## Data supplied
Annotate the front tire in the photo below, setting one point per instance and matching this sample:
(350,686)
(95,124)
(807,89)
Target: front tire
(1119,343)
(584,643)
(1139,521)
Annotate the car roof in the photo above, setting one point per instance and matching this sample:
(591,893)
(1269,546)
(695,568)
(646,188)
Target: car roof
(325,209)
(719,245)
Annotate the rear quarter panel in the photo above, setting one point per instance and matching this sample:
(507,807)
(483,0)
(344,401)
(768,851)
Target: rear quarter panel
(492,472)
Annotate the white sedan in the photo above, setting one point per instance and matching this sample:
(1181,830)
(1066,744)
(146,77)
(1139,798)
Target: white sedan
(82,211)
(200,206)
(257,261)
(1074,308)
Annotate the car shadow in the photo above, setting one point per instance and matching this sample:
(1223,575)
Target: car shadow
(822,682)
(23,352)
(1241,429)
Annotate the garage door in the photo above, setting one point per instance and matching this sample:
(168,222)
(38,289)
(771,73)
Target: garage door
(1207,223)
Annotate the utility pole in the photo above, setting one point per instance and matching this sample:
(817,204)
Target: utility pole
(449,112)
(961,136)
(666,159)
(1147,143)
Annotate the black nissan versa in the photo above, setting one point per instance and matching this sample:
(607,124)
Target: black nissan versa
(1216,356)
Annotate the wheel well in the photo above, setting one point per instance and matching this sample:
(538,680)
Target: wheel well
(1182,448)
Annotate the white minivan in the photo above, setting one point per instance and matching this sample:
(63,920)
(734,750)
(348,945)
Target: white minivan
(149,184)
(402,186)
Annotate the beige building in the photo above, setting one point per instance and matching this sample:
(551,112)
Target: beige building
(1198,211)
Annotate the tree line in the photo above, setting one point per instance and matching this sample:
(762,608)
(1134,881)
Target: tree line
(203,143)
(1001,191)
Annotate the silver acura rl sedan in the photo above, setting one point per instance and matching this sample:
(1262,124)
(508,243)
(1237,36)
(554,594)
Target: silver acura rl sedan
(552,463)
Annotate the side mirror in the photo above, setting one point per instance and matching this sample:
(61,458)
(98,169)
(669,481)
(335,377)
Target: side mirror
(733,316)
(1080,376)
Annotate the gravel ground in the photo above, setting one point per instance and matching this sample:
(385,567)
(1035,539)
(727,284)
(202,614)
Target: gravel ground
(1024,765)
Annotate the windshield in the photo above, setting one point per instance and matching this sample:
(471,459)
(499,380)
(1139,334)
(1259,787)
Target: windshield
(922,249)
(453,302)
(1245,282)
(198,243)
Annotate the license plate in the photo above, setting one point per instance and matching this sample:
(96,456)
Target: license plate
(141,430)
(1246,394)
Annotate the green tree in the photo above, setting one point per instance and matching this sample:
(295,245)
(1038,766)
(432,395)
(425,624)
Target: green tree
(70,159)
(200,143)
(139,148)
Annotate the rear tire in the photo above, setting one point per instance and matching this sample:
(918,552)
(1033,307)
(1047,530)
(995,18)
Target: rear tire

## What to do
Give every line of the entries above as a numbered list, from the first entry to the last, leaving out any blank lines.

## Full response
1. Annotate the front tire in the photo below, setting one point per instance and matching this sample:
2. (350,686)
3. (95,124)
4. (807,89)
5. Target: front tire
6. (1119,343)
7. (584,643)
8. (1139,521)
9. Annotate the car roof in the photo above, setting one point per instance and matching this sample:
10. (591,893)
11. (1269,546)
12. (695,568)
13. (646,188)
14. Target: car roof
15. (325,209)
16. (719,245)
17. Annotate the rear quarter panel in the photo above, setting one point per instance and matching this sample:
18. (507,807)
19. (483,0)
20. (344,401)
21. (768,851)
22. Target: rear quarter panel
23. (492,472)
24. Annotate the white sedan in the photo above, setting one point per instance and matching this sample:
25. (1181,830)
26. (1066,744)
27. (146,77)
28. (1139,798)
29. Target: white sedan
30. (82,211)
31. (200,206)
32. (257,261)
33. (1074,308)
34. Annotate the car shadow in the photo above, setting one point per instance and matching this sample:
35. (1223,575)
36. Target: car shadow
37. (822,682)
38. (23,352)
39. (1241,429)
40. Annotate the garage door in the photo above, setting one point per instance and matching this sample:
41. (168,222)
42. (38,289)
43. (771,73)
44. Target: garage door
45. (1207,223)
46. Annotate the utility pole in the photo above, setting one point per instance and matching this sample:
47. (817,204)
48. Target: utility pole
49. (449,112)
50. (961,136)
51. (666,159)
52. (1147,143)
53. Annotate the black nissan versa in the photo above, setting one point per instance and matching this sample:
54. (607,124)
55. Target: black nissan versa
56. (1216,356)
57. Annotate the wheel well in the photo above, setting one point per instance and matching this sample:
58. (538,680)
59. Target: wheel well
60. (1182,448)
61. Annotate the white minivan in the photo above, setting one point per instance and matching this sample:
62. (63,920)
63. (734,750)
64. (348,945)
65. Target: white minivan
66. (149,184)
67. (402,186)
68. Annotate the beige building in the photo above, setting one point per instance and matching this sample:
69. (551,112)
70. Target: beige building
71. (1198,211)
72. Annotate the tree line in the photo above, setting one point per instance and matching this sample:
73. (762,608)
74. (1134,881)
75. Target: tree line
76. (203,143)
77. (1001,191)
78. Annotate the silver acura rl sedan in the photo above, setting one point per instance and matching this sample:
79. (1262,124)
80. (508,243)
81. (1237,36)
82. (554,594)
83. Target: silver acura rl sedan
84. (552,463)
85. Annotate the side mirror in the photo above, setting one point per instance and matching this sample:
86. (61,458)
87. (98,169)
88. (669,481)
89. (335,377)
90. Target: side mirror
91. (733,316)
92. (1080,376)
93. Annotate the gravel ground in the photo above, setting one point per instance and matching this sample:
94. (385,567)
95. (1035,539)
96. (727,284)
97. (202,614)
98. Target: gravel ground
99. (1024,765)
100. Annotate the windshield in the photo above, setting one point per instance and matching this sample:
101. (471,459)
102. (499,380)
103. (1139,334)
104. (1259,787)
105. Target: windshield
106. (922,249)
107. (453,302)
108. (1245,282)
109. (198,243)
110. Annotate the license plate in the photo above, setting one point per instance and matching this sample:
111. (96,456)
112. Target: license plate
113. (141,430)
114. (1246,394)
115. Annotate the green tree in the photo above, setting one point per instance and matching this sample:
116. (295,245)
117. (1038,766)
118. (432,395)
119. (425,624)
120. Target: green tree
121. (70,159)
122. (200,143)
123. (139,148)
124. Annotate the rear tire in the photo above, setting one point per instance and matching this sample:
125. (918,552)
126. (1033,307)
127. (1047,530)
128. (995,18)
129. Target: rear tire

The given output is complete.